WHAT IS NEEDED -
Only the stretch below from the line holding "Practice step: put one dot on the grilled" through the line holding "Practice step: put one dot on the bird's leg" should be restated, word for word and with both ends included; pictures stay out.

WORKING DATA -
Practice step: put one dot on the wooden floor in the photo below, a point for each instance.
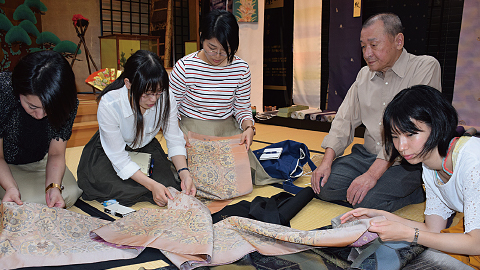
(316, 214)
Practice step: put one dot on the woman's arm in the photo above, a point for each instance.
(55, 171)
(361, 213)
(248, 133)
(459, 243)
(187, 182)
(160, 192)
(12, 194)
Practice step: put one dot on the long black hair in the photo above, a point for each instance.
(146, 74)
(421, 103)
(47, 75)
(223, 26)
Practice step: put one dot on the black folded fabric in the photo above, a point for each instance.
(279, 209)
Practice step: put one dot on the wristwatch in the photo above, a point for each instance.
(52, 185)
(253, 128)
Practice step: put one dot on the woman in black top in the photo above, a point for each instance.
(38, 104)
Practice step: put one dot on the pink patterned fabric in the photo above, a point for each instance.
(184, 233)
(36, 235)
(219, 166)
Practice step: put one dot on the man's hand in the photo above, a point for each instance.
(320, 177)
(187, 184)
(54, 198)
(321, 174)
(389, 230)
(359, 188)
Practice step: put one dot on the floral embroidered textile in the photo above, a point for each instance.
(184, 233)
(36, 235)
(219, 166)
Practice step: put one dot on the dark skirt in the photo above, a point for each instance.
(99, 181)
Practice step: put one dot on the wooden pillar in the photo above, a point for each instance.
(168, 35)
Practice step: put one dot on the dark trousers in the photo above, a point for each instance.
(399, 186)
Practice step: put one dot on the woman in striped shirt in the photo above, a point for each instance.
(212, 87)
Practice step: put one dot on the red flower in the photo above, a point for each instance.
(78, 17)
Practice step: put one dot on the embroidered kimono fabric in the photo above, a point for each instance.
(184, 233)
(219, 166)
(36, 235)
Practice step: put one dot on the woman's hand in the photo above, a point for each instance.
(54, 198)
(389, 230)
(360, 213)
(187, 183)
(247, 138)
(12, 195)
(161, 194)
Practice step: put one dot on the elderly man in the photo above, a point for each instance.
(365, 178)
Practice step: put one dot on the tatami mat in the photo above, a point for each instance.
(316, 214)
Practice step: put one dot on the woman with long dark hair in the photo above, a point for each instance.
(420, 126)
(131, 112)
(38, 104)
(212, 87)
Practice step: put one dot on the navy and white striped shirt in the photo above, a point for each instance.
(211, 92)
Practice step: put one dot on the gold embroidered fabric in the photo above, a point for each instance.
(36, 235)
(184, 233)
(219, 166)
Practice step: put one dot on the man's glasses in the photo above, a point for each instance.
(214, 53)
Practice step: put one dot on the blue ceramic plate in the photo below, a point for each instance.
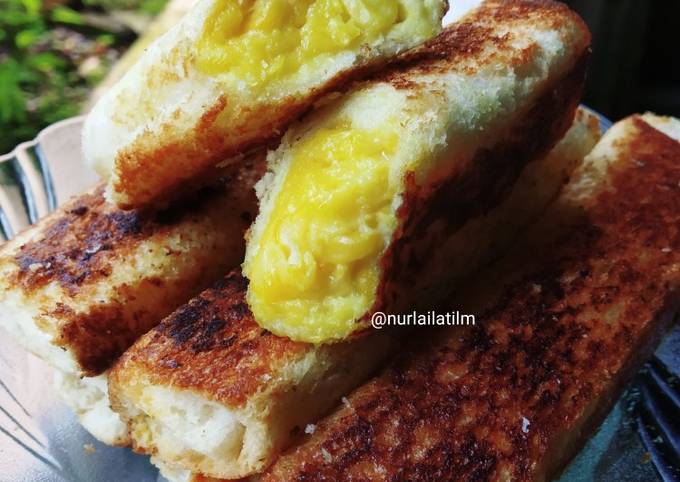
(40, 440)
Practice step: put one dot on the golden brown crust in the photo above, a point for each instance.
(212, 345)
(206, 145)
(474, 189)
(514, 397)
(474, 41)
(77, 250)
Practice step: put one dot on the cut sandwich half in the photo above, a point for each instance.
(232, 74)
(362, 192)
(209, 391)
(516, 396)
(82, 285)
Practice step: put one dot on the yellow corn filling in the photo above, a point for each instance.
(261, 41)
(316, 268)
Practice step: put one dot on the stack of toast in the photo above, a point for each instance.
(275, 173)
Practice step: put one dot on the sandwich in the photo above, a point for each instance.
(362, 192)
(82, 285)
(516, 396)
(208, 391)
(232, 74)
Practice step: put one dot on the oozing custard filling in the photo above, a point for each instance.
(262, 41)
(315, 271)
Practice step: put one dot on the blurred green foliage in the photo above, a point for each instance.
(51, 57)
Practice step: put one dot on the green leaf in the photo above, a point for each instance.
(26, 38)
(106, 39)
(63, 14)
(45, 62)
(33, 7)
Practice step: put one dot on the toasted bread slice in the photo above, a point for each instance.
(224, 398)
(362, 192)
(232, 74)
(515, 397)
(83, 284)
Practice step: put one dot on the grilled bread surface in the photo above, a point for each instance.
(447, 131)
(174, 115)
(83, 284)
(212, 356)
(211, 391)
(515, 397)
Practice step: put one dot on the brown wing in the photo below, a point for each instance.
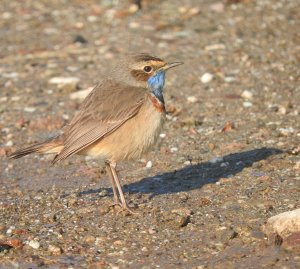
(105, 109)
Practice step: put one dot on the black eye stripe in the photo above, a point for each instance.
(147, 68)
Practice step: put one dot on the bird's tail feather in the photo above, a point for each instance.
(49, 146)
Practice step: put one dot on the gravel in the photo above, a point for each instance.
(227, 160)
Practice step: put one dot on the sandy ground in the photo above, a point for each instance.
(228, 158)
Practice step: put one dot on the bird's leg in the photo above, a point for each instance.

==

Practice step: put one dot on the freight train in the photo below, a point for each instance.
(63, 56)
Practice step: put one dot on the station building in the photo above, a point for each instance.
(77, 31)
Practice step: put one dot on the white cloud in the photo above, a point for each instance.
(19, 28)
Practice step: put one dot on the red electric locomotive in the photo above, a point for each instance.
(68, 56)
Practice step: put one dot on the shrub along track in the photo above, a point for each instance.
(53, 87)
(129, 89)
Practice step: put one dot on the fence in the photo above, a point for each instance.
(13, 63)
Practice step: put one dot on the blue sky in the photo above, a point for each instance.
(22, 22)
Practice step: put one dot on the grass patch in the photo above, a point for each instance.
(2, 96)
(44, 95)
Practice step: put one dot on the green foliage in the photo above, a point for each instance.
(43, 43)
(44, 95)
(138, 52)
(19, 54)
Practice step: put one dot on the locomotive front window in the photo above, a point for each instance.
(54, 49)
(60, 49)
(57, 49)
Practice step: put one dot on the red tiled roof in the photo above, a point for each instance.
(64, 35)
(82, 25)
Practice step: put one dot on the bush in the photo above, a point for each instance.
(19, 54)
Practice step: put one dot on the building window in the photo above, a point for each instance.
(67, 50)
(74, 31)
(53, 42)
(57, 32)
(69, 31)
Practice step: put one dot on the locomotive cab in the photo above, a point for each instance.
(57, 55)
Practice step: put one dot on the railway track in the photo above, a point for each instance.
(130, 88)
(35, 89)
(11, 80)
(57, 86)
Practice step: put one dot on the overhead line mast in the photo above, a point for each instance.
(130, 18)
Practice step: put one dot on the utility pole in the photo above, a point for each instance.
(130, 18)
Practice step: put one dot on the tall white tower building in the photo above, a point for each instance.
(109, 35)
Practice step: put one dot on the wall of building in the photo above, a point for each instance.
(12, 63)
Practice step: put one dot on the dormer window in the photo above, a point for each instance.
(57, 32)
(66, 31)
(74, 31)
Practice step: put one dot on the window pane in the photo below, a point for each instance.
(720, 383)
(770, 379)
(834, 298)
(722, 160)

RESULT OF THIS TASK -
Practice step: put one dot on the grilled bread surface in the photo above, a point for each instance.
(447, 131)
(174, 115)
(83, 284)
(212, 356)
(211, 391)
(515, 397)
Practice step: put one dot on the brown wing in the photo below, a point for each instance.
(105, 109)
Practice step: put one dot on the black eye stripe in the photo above, a point for each instance.
(147, 68)
Practice step: put one dot on the bird's tail feather in the photo above, a point for each instance.
(49, 146)
Practice step: put one dot on the gravel in the photo above, a point for each instance.
(227, 160)
Practice step: put one dot on the sandy ground in the photo above, a point for each instance.
(228, 158)
Practice step: put one dot on the bird's leg in the photo above, a point for each instance.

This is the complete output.